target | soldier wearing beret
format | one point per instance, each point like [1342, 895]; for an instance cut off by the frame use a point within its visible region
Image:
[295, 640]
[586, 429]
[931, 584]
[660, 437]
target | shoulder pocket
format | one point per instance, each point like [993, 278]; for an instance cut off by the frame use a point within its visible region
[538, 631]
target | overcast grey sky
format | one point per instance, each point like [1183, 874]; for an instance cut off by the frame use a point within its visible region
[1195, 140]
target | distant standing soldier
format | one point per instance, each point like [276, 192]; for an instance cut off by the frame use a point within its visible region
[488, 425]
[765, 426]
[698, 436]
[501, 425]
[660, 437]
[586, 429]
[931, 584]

##############################

• _Exercise directions_
Can you move every answer point in the data above by adding 43 to both of its coordinates, then write out all the lines again, with the requests and their sample points left unchanged?

• _Completed exercise_
target | soldier wearing beret
format | one point per instance, each point like [1342, 895]; for an instance cut off by the frame use a point within its visible region
Image:
[338, 683]
[629, 472]
[974, 627]
[703, 480]
target | shoulder pocket
format | one point per instance, each point like [993, 278]; for an instance cut off by the frame use a point within its visible region
[581, 674]
target | overcast grey sky
format | one point per instance, each point like [1183, 874]; for an instance cut off by the frame use a point within its visible region
[1238, 183]
target | distant standing soldier
format | one point per instance, each point like [276, 192]; for an instance cut off by the frame use a point within its visible region
[531, 468]
[808, 469]
[741, 479]
[544, 468]
[703, 480]
[629, 472]
[974, 627]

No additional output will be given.